Excerpts of pointing data

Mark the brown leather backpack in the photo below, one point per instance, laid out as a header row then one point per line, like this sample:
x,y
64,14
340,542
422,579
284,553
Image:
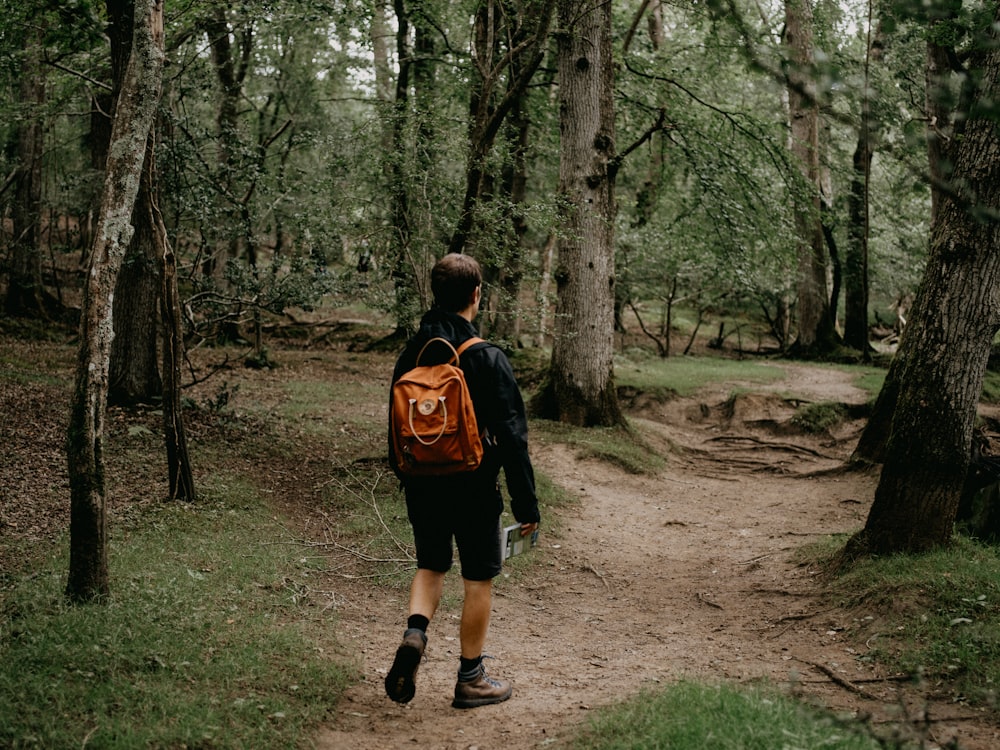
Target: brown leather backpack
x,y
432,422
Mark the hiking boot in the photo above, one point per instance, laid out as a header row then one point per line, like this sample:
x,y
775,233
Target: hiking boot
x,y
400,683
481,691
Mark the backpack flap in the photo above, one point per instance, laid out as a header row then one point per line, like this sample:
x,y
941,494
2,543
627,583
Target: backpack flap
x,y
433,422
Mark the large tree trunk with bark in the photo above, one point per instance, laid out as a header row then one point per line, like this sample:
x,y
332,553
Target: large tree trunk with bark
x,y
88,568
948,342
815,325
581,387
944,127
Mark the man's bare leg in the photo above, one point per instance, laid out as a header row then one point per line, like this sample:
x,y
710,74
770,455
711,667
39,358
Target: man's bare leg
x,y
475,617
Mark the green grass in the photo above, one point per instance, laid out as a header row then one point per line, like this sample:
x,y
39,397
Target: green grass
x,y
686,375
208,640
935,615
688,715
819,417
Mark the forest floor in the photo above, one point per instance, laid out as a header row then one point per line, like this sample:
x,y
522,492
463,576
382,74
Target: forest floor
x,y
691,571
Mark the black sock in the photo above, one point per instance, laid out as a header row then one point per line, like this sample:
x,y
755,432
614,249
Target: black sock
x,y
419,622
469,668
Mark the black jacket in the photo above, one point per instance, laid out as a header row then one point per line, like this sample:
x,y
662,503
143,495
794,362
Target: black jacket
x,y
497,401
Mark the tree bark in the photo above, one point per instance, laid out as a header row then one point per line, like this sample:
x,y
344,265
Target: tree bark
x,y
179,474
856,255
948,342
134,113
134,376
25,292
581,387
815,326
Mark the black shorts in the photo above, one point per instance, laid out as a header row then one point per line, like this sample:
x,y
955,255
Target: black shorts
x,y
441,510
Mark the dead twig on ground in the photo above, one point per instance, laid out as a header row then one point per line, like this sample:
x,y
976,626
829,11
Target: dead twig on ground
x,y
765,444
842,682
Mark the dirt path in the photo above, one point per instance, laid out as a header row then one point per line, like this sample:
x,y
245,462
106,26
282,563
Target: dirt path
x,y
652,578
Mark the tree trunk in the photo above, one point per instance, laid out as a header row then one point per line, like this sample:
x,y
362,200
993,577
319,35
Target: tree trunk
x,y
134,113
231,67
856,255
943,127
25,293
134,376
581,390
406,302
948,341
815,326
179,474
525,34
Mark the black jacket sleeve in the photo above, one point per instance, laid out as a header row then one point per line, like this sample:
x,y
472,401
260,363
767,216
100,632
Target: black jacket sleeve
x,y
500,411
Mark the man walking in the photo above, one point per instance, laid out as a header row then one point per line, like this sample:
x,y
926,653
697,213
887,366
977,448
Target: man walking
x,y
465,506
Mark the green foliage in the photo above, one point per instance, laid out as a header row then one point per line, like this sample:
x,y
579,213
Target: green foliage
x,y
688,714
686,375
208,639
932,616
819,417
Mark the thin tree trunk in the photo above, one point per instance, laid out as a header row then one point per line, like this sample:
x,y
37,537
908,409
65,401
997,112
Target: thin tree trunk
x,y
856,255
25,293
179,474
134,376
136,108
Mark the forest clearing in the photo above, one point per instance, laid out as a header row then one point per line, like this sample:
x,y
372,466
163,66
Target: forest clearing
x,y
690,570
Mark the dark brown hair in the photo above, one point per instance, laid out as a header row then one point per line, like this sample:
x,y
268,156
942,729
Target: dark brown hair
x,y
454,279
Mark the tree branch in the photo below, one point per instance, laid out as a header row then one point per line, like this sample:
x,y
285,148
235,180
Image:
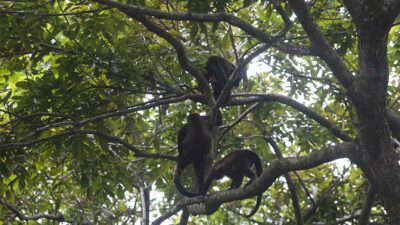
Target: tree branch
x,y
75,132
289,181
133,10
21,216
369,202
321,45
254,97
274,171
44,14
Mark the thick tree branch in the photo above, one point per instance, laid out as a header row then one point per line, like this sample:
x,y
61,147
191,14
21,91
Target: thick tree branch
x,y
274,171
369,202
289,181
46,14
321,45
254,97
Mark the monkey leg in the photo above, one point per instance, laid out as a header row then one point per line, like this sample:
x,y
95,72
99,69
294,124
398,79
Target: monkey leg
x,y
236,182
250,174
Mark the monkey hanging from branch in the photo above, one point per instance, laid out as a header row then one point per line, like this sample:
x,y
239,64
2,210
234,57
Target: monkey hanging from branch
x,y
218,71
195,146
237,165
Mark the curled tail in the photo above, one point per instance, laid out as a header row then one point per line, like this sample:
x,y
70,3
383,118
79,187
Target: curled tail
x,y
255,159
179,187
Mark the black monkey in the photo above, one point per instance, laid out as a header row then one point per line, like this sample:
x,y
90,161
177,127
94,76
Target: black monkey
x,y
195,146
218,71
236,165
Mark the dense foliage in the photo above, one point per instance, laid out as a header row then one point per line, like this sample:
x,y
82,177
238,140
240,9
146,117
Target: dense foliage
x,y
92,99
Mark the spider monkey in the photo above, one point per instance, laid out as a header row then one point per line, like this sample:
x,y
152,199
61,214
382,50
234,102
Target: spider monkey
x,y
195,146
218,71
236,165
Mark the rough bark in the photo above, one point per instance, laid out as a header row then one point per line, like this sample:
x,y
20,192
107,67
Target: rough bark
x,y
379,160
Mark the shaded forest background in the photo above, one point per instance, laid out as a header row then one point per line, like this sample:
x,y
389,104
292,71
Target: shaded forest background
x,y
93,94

...

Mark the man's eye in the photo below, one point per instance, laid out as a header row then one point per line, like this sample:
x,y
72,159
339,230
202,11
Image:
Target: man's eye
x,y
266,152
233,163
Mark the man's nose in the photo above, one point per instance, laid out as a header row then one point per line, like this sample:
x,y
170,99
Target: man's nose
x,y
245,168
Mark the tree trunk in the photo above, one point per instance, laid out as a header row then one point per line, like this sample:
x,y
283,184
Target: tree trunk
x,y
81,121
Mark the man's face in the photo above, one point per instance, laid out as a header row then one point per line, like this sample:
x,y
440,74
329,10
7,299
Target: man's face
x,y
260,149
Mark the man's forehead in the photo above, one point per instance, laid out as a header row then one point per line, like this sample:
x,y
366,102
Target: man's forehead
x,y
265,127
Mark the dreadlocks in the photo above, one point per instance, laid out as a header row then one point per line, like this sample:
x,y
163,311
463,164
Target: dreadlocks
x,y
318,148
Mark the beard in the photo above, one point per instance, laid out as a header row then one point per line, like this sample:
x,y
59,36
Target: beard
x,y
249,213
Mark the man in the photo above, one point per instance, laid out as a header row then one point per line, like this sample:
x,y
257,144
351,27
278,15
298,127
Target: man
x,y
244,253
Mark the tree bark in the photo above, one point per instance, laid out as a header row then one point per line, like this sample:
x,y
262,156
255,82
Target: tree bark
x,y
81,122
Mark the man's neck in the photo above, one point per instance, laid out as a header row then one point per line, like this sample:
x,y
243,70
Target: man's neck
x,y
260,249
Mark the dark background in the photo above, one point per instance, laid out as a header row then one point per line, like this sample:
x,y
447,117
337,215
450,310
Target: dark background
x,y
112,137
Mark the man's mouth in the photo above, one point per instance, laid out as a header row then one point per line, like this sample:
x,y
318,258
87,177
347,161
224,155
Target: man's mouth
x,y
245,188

==

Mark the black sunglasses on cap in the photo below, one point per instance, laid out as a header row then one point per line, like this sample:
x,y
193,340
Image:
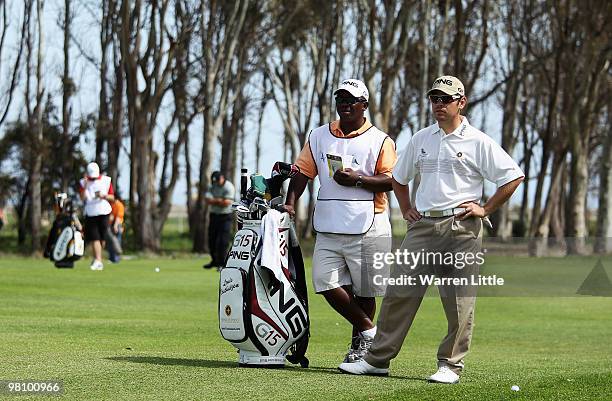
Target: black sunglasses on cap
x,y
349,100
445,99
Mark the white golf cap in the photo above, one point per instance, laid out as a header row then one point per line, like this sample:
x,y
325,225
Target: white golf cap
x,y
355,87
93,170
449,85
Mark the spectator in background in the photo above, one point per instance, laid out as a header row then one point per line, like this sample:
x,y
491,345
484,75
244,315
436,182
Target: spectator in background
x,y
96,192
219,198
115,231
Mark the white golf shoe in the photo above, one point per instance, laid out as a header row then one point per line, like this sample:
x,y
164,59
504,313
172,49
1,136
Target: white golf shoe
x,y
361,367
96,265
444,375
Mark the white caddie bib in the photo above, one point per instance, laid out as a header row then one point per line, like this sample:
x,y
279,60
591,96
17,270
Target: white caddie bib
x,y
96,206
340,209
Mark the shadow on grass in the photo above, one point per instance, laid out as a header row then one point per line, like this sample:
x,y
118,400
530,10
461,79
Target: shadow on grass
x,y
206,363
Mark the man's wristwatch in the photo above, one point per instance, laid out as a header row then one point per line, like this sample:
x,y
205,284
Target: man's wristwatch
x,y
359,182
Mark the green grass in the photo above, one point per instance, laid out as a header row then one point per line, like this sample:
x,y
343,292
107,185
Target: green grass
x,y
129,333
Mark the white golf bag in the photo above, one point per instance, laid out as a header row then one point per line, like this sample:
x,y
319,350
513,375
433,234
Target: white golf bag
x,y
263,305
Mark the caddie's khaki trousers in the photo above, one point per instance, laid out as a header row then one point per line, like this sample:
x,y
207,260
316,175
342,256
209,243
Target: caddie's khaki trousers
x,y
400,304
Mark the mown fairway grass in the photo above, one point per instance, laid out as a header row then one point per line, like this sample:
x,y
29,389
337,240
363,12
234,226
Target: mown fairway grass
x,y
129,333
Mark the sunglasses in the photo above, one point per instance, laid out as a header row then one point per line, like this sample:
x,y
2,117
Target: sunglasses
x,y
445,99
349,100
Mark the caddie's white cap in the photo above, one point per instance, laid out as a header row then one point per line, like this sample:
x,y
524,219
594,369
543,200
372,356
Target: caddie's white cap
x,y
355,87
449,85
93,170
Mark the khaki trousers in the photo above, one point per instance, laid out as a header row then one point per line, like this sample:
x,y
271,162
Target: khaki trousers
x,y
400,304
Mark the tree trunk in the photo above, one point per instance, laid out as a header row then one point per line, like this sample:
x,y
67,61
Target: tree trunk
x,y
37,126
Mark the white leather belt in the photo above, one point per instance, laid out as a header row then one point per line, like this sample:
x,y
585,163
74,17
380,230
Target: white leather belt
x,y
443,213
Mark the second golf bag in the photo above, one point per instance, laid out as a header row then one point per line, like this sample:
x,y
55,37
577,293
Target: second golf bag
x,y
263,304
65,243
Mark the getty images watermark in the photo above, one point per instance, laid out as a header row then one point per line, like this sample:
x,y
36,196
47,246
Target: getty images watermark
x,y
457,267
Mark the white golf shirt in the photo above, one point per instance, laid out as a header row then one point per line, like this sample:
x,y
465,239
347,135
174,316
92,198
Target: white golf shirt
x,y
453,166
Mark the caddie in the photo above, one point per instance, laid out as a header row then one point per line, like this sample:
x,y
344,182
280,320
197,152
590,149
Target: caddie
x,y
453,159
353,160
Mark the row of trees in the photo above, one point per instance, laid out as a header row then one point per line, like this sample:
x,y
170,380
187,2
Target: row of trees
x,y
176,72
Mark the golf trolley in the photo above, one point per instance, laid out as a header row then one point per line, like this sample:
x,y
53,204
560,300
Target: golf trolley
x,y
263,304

● Required task: Identify every line in the entries above that contains the word "spectator", and copy each of those lines. Case counts.

● Written solution:
Mark the spectator in background in the photo above, one point per instance, laid out as a header row then one point per line, like this sample:
Target: spectator in background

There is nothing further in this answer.